Last month, we read as Paul told us that Love does not delight in evil.  The second half of that verse reads, "but rejoices with the truth."  The word, "but," indicates that we should rejoice with the truth INSTEAD OF delighting in evil.  I mentioned last time that we were beginning the third verse in the love definition.  This time, we are concluding the third verse!  I promised it would get quicker...
 
When Paul (the author of I Corinthians and, consequentially, our love definition) was in prison, he wrote to the church of Phillipi.  There were people who were preaching about Jesus to help people become Christians.  However, there were other people who were preaching about Jesus out of selfish desires and motives.  God knows our heart and I doubt He would be please to know people were advancing their own agenda by using him, but Paul approached it slightly differently.  Philippians 1:18 reads, "But what does it matter? The important thing is that in every way, whether from false motives or true, Christ is preached. And because of this I rejoice."  He is rejoicing for all good things -- the advancement of the gospel -- rather than focusing on any potential discouragement.  Since we cannot truly know the motives of anyone, only what they profess with their lips, it is probably better for us to assume the best anyway and let God take care of any heart issues involved.

━━━━━━━━━━━━━━━━━━━━

ASSIGNMENT A »
In the entries, swap "rough mask" for "coarse mask" in everything from the start of the entries down to the line containing "box: [188, 239, 203, 252]", and change nothing else. Give back only those lines.

━━━━━━━━━━━━━━━━━━━━

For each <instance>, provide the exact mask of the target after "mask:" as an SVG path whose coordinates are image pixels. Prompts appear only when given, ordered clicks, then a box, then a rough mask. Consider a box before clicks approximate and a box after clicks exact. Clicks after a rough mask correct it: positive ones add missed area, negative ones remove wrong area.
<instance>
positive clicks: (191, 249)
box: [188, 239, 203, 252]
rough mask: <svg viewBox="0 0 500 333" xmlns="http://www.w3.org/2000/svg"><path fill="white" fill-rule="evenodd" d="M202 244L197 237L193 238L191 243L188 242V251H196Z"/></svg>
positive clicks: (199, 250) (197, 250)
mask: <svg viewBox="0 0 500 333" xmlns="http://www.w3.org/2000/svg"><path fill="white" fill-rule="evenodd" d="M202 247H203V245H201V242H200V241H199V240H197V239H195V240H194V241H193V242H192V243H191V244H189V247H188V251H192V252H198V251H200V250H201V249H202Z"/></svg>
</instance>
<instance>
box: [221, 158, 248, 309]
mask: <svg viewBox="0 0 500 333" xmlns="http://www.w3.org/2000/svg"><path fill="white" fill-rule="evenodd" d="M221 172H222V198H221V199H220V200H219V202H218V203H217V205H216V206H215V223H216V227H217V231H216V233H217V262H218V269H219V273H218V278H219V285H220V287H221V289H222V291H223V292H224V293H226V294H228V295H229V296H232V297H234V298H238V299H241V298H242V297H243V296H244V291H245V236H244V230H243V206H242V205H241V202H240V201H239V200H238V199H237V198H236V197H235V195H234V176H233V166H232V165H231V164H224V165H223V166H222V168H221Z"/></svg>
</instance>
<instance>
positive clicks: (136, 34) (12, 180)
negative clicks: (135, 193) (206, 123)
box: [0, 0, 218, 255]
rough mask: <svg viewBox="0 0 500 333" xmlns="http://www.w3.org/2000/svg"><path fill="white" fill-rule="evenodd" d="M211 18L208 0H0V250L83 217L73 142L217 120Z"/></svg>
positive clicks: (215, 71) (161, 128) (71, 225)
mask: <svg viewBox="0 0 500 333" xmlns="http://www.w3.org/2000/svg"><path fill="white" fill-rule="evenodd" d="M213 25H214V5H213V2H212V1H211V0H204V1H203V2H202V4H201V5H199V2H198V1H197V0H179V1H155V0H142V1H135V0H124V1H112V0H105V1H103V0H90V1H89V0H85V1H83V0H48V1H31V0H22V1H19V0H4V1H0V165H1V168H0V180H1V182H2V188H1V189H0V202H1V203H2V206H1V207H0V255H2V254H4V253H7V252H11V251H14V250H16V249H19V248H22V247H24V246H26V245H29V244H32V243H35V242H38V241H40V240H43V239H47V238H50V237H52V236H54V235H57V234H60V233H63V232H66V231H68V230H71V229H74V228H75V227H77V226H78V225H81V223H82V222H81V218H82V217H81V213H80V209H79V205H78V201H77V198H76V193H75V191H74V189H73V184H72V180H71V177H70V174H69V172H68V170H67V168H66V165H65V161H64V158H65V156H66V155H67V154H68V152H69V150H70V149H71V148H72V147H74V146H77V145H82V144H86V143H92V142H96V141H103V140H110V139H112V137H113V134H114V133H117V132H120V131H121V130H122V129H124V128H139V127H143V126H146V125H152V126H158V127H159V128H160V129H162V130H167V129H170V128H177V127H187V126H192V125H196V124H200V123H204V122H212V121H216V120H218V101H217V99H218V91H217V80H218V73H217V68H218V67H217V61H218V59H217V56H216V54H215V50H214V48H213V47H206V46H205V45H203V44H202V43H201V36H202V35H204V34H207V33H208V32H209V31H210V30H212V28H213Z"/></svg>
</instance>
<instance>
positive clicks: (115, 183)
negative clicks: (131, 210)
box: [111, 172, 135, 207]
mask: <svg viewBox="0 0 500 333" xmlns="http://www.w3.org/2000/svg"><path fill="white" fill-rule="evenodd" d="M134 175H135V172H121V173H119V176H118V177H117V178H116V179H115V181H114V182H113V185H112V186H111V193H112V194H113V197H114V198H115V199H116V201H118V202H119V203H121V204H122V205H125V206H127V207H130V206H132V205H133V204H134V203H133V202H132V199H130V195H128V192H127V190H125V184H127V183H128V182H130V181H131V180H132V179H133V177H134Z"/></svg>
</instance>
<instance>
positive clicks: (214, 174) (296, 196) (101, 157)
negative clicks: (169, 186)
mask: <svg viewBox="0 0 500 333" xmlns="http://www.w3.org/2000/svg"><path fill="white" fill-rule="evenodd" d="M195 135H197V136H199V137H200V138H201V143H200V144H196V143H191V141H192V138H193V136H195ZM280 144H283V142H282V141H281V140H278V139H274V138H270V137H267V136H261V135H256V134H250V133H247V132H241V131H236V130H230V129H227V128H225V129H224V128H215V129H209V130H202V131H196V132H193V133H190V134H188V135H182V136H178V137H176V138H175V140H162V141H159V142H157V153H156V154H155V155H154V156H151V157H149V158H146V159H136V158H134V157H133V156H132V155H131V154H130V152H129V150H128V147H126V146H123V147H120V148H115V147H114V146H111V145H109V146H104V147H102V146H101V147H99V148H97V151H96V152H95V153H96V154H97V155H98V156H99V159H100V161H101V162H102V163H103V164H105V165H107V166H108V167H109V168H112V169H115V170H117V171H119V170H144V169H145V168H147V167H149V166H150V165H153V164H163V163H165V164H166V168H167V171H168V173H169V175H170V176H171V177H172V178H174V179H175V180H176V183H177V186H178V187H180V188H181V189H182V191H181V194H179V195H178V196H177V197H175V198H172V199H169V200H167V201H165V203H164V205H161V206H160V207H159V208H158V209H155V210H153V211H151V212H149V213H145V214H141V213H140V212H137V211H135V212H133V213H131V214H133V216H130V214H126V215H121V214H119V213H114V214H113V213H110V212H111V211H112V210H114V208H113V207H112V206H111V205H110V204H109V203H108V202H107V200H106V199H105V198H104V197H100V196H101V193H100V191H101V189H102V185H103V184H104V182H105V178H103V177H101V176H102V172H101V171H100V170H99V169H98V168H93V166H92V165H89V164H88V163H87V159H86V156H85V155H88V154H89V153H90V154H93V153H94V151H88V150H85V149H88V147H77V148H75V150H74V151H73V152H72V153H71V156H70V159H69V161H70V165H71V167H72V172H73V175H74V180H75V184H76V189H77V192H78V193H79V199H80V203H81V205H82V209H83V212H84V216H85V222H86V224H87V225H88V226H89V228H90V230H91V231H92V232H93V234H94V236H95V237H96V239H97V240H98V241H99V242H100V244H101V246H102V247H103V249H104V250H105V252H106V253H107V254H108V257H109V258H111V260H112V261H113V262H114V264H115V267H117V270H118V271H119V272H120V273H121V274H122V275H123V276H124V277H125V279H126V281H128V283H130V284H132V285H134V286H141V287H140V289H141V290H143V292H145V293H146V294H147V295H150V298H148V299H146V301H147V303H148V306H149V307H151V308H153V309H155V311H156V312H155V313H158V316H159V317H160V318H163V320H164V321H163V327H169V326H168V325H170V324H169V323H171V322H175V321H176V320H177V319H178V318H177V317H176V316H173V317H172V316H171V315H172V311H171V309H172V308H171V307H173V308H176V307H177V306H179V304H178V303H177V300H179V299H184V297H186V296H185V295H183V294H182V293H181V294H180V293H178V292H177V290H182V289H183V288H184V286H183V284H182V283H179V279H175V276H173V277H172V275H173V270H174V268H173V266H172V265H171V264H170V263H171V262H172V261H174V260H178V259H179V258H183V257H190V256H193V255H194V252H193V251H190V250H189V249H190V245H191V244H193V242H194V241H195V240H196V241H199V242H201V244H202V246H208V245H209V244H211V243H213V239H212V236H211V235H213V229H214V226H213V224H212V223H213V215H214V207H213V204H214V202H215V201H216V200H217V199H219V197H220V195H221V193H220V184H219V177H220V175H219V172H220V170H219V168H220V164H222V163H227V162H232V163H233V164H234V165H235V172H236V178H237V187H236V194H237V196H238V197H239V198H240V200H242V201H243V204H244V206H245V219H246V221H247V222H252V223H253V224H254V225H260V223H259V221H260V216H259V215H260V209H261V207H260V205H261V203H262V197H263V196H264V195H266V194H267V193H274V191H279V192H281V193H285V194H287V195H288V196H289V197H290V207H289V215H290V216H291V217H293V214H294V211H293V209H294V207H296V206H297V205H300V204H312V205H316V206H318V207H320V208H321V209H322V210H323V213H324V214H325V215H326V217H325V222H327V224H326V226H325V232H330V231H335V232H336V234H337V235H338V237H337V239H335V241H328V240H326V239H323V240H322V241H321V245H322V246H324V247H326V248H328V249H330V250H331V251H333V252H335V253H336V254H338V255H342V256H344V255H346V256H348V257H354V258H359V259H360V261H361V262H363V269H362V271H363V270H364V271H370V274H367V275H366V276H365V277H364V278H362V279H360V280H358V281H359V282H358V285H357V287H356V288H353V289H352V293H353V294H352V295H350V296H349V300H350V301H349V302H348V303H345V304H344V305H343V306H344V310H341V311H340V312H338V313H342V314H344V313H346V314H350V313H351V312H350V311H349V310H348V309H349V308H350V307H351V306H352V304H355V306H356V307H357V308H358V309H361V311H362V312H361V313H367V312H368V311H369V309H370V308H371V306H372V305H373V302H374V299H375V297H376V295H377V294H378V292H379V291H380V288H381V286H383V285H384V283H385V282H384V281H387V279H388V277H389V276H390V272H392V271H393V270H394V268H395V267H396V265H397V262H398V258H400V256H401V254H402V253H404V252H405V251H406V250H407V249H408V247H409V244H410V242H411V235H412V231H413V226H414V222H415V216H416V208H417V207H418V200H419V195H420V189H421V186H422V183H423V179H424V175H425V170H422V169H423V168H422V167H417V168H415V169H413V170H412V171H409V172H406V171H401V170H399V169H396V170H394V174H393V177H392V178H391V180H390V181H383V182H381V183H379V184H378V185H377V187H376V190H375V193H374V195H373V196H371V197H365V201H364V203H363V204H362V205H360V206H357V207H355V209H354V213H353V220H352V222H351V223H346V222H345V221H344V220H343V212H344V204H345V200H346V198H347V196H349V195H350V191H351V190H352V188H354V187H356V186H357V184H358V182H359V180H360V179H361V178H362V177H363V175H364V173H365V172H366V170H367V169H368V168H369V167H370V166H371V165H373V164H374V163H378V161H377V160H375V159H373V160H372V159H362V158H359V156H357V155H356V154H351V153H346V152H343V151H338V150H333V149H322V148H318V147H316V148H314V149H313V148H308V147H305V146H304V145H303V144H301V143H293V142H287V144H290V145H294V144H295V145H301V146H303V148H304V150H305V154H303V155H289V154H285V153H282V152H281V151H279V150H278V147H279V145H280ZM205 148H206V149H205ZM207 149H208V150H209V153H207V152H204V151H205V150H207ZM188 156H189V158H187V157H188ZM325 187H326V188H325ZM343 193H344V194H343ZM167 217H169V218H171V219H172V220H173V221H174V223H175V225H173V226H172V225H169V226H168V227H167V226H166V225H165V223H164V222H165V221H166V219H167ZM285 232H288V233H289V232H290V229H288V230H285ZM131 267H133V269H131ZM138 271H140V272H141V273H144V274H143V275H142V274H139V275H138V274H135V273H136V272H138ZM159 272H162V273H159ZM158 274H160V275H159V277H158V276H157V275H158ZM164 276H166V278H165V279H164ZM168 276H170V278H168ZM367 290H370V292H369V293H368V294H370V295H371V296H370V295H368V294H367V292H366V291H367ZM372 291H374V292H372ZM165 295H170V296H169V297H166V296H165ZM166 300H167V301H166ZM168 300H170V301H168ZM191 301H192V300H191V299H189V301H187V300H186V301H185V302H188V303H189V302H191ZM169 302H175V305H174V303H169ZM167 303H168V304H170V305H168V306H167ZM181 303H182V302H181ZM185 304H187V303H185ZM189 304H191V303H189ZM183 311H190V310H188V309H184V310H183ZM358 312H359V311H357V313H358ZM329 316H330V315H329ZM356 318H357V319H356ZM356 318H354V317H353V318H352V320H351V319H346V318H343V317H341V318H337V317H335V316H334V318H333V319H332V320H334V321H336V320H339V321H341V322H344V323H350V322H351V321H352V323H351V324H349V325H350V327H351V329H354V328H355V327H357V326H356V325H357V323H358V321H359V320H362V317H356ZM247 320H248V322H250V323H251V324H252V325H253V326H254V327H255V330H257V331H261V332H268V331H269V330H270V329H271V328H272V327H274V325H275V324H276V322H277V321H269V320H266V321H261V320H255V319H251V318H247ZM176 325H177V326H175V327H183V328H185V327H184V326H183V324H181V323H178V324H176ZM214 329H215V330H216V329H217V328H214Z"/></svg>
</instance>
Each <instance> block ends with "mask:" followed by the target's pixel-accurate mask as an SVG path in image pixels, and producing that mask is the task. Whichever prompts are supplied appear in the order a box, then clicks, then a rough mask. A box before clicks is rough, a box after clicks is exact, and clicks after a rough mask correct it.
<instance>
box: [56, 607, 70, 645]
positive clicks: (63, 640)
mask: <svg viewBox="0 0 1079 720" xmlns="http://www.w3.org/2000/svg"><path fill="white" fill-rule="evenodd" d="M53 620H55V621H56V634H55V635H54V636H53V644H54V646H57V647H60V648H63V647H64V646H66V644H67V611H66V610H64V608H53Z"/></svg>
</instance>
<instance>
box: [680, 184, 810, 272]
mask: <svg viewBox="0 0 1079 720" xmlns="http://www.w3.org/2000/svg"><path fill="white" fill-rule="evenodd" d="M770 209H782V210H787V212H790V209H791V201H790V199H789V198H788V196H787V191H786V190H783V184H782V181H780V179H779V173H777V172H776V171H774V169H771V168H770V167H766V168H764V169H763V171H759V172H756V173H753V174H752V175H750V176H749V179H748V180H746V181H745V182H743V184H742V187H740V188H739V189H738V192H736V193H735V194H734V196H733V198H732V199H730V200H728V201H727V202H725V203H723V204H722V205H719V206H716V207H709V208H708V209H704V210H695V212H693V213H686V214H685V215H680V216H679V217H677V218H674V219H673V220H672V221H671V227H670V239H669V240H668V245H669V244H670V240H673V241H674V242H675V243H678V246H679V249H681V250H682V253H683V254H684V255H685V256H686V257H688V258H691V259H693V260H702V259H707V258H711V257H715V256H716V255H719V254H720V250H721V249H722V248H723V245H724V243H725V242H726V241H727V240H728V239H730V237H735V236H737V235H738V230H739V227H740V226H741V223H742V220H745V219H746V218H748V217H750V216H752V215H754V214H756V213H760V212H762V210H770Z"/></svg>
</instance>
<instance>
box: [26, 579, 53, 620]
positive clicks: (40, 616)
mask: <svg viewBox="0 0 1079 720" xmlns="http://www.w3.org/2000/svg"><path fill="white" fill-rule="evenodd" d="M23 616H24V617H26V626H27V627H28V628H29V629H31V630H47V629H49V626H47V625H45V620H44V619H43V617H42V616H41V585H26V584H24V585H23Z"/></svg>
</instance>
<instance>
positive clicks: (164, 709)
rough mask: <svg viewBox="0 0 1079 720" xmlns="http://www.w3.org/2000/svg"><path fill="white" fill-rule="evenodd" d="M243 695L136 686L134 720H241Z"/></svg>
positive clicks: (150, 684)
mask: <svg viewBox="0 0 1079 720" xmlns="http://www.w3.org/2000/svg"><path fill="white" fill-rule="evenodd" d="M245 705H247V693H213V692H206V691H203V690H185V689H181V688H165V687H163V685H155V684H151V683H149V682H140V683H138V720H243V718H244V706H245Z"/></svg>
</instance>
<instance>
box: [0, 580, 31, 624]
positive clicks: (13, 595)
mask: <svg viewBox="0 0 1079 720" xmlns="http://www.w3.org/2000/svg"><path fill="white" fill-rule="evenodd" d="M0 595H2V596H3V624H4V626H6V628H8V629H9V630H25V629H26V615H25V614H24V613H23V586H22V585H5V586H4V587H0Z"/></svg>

━━━━━━━━━━━━━━━━━━━━

ASSIGNMENT B »
Extend the reflection on love rejoicing with the truth, picking up right after its last sentence.

RESPONSE AREA A »
For each <instance>, provide the exact mask of the target after "mask:" as an SVG path whose coordinates are image pixels. Prompts appear only when given, ordered clicks, then a box, then a coarse mask. Consider a box before clicks approximate and a box after clicks exact. Clicks after a coarse mask correct it: positive ones add missed area, negative ones remove wrong area.
<instance>
positive clicks: (191, 249)
box: [188, 239, 203, 252]

RESPONSE AREA B »
 
Another way we can rejoice in the truth is to let others know we are rejoicing.  When I have good news, I like to share it with others, not keep it to myself.  Isaiah 60:1 tells us, "Arise, Jerusalem! Let your light shine for all to see. For the glory of the Lord rises to shine on you."  This little light of mine? I'm gonna let it shine!
 
Finally, another way to rejoice in the truth is to be truthful.  To yourself and others.  "So stop telling lies. Let us tell our neighbors the truth, for we are all parts of the same body." (Ephesians 4:25)  Personally, this is one area that I have been working to change recently.  When it matters, I am and have been truthful.  If there were ever any issues of work or performance at Walmart or any job I have had, I have no problem telling the truth, even if it put me in a bad light.  However, I do like to joke and kid-around a lot which can easily become lies.  I may approach one of my children and tell them I am going to "eat their foot." Then I will go and pretend like I am going to bite them, when in reality, I have no intention of eating them at all, foot or otherwise.  On a more serious note, the other night after dinner, Suzy bought a box of Italian Ice for dessert.  After dinner, she took 5 containers of the original 6 in the box.  After finishing his, Malachi said he wanted more.  I told him there wasn't any more knowing full well that the last one was still in the freezer.  But because I love my kids (and my wife), I am consciously making an effort to reduce these small mis-truths or, at the very least, recognizing them for what they are when I say them.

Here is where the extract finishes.